**TEXTO DE LEITURA**
Discurso durante a 182ª Sessão Deliberativa Ordinária, no Senado Federal

Considerações sobre a responsabilidade do Estado pela violência a que estão submetidos os cidadãos.

Autor
Íris de Araújo (PMDB - Movimento Democrático Brasileiro/GO)
Nome completo: Íris de Araújo Rezende Machado
Casa
Senado Federal
Tipo
Discurso
Resumo por assunto
SEGURANÇA PUBLICA. ESTADO DEMOCRATICO.:
  • Considerações sobre a responsabilidade do Estado pela violência a que estão submetidos os cidadãos.
Publicação
Publicação no DSF de 19/10/2005 - Página 35334
Assunto
Outros > SEGURANÇA PUBLICA. ESTADO DEMOCRATICO.
Indexação
  • GRAVIDADE, VIOLENCIA, MORTE, TORCEDOR, FUTEBOL, ESTADO DE SÃO PAULO (SP), ANALISE, RESTRIÇÃO, LIBERDADE, POPULAÇÃO, FALTA, GARANTIA, SEGURANÇA PUBLICA.
  • COMENTARIO, FALSIDADE, LIBERDADE DE IMPRENSA, BRASIL, LOBBY, GRUPO ECONOMICO, ABUSO DE PODER, PUBLICIDADE, CONTROLE, PUBLICAÇÃO, PERDA, DEMOCRACIA.
  • AVALIAÇÃO, CRITICA, SISTEMA, NATUREZA POLITICA, DESEQUILIBRIO, PODERES CONSTITUCIONAIS, MANIPULAÇÃO, ORÇAMENTO.
  • GRAVIDADE, DESIGUALDADE SOCIAL, BRASIL, CONCLAMAÇÃO, LUTA, JUSTIÇA SOCIAL, DEBATE, REFORMULAÇÃO, POLITICA SOCIO ECONOMICA.

A SRª IRIS DE ARAÚJO (PMDB - GO. Pronuncia o seguinte discurso. Sem revisão da oradora.) - Sr. Presidente, Srªs e Srs. Senadores, em seu pronunciamento, o Senador Ramez Tebet recebeu os apartes dos Senadores Romeu Tuma e João Alberto. Cada um deles se manifestou, de maneira muito digna, com muito conhecimento e com muita categoria, em relação à discussão que está ocorrendo no Brasil sobre o desarmamento. Eu gostaria, de certa forma dando seqüência ao que foi dito aqui, de falar sobre a questão da liberdade.

Neste final de semana, Senador Ramez Tebet, confrontos entre torcidas organizadas provocaram três mortes em menos de 24 horas no Estado de São Paulo. A barbárie vitimou jovens com idade entre 23 e 26 anos, pessoas praticamente começando a viver.

Os que gostam de esportes, em especial os que apreciam futebol, a partir de mais este fato naturalmente passarão a pensar duas vezes se vale a pena levar seus filhos a um estádio, tendo consciência de que a qualquer momento pode irromper a tragédia.

O fato, com toda a sua carga de dor, é aqui utilizado para fundamentar um outro tipo de violência, igualmente letal, que vitima a sociedade brasileira: a violência da falta de liberdade que gradativamente nos torna reféns do medo, da impotência, do controle estatal, do poder político, da supremacia econômica, do domínio comportamental e psicológico.

Nós, que em mais de duas décadas saímos às ruas a clamar por democracia, jamais imaginaríamos que, muito tempo depois da monumental conquista, agora, em pleno século XXI, se apresentasse esta constatação: não bastou apenas vencer a ditadura militar porque novos modelos de opressão, igualmente perniciosos, se interpõem na vida brasileira.

**MATERIAL FORNECIDO**

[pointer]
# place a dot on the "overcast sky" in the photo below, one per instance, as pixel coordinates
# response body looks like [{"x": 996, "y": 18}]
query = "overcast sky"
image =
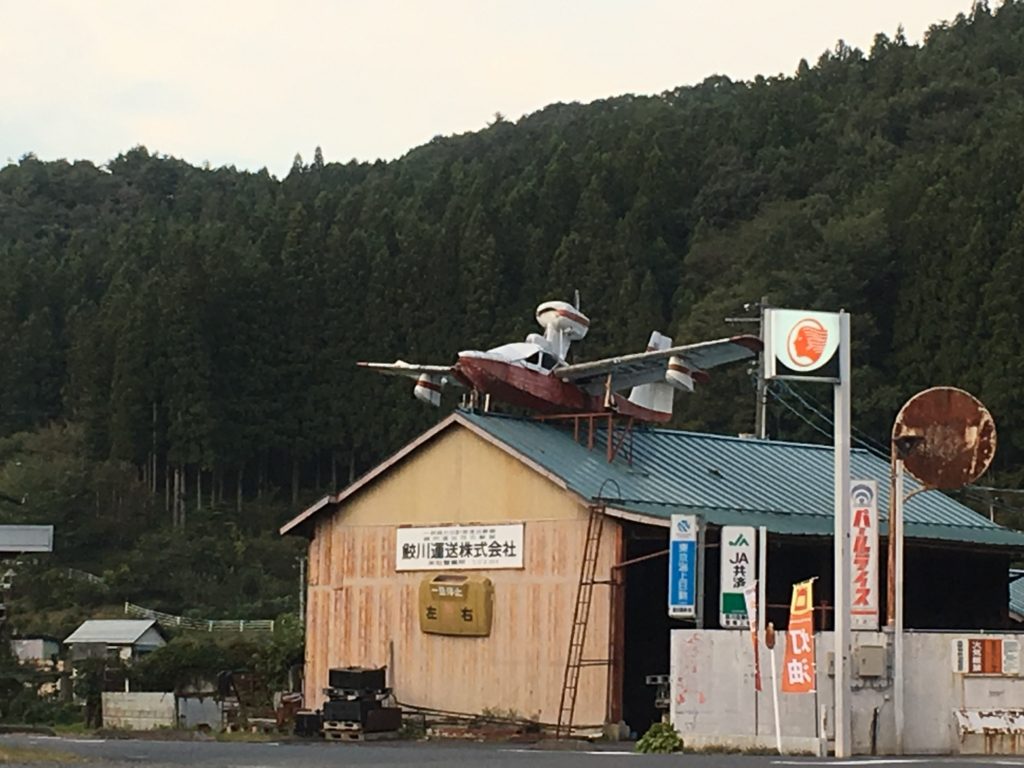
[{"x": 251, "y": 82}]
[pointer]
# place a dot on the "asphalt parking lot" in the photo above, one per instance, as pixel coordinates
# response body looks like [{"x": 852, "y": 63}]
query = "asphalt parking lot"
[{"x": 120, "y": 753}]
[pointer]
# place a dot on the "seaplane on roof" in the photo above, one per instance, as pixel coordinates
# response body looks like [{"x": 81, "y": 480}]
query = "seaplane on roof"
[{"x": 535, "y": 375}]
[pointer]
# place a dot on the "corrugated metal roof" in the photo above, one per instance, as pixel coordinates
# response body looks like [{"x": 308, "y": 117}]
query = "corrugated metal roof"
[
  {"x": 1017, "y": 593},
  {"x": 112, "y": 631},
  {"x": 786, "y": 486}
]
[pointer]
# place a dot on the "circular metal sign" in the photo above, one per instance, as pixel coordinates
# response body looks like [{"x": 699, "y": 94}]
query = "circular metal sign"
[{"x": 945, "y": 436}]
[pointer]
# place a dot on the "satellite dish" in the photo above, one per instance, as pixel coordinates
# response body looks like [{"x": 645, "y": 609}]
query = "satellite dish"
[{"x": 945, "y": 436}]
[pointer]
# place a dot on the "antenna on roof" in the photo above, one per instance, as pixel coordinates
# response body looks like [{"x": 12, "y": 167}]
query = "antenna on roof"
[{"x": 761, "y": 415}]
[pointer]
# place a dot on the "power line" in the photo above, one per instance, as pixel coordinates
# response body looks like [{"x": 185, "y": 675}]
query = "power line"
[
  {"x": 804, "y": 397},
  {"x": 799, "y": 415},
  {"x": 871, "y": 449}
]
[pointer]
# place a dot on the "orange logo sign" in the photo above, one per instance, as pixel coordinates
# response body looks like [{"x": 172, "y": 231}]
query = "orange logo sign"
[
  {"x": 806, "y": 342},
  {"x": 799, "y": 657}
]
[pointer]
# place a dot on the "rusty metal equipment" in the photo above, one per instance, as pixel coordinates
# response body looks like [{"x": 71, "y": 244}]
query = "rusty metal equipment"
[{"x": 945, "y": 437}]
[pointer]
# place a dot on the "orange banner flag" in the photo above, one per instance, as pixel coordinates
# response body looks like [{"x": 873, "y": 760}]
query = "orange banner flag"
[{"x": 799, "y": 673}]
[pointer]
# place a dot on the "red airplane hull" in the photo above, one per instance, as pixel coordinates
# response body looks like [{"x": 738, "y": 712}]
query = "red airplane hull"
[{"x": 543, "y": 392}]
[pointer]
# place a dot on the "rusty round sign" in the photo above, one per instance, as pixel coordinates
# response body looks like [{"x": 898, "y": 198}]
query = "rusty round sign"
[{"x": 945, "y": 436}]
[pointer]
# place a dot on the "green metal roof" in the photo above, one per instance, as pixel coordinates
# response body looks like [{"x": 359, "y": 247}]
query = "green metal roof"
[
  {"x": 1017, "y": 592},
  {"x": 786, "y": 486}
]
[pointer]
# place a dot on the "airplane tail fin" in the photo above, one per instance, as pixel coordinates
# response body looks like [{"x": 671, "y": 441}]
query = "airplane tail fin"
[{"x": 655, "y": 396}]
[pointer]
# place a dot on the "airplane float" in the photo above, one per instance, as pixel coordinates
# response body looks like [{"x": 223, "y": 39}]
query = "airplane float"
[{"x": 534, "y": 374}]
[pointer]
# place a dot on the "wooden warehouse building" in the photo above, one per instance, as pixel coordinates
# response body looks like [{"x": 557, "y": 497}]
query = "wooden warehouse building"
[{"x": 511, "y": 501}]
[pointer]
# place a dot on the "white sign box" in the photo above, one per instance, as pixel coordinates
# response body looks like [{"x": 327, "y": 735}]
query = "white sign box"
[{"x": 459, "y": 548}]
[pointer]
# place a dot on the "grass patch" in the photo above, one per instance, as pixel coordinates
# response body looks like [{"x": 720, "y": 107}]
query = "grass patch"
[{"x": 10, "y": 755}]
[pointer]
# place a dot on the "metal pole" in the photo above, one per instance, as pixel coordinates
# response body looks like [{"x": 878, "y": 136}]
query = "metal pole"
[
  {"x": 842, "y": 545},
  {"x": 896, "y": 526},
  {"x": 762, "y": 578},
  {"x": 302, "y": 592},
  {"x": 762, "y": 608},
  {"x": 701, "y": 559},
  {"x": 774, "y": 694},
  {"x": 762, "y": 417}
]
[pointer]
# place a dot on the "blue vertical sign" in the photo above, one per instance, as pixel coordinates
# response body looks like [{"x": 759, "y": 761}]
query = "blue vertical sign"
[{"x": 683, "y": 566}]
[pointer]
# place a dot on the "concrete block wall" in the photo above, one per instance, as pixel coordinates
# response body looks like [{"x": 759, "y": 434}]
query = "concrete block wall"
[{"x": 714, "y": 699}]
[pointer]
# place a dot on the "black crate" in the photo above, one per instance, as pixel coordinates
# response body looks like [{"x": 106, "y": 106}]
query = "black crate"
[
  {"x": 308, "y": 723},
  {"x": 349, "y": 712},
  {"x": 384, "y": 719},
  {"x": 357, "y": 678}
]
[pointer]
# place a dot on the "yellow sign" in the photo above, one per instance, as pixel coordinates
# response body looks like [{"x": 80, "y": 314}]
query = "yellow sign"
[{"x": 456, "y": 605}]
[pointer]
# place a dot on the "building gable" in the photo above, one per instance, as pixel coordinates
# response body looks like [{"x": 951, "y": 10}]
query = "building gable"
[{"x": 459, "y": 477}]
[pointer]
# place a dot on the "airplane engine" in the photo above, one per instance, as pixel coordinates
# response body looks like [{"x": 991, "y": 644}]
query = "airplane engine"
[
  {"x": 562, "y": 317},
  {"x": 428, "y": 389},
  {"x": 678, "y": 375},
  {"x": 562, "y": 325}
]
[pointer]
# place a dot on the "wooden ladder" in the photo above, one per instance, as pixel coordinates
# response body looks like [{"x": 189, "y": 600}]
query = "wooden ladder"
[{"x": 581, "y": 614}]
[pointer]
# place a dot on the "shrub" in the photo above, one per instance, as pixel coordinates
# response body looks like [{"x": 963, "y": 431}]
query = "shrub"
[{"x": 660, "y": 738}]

**ENUNCIADO DA TAREFA**
Transcreva do discurso sobre a violência e a liberdade o trecho que vai de "Discurso durante a" a "Movimento Democrático Brasileiro/GO)". O material apresentado não é necessário para realizar a atividade.

**RESPOSTA COMPLETA**
Discurso durante a 182ª Sessão Deliberativa Ordinária, no Senado Federal

Considerações sobre a responsabilidade do Estado pela violência a que estão submetidos os cidadãos.

Autor
Íris de Araújo (PMDB - Movimento Democrático Brasileiro/GO)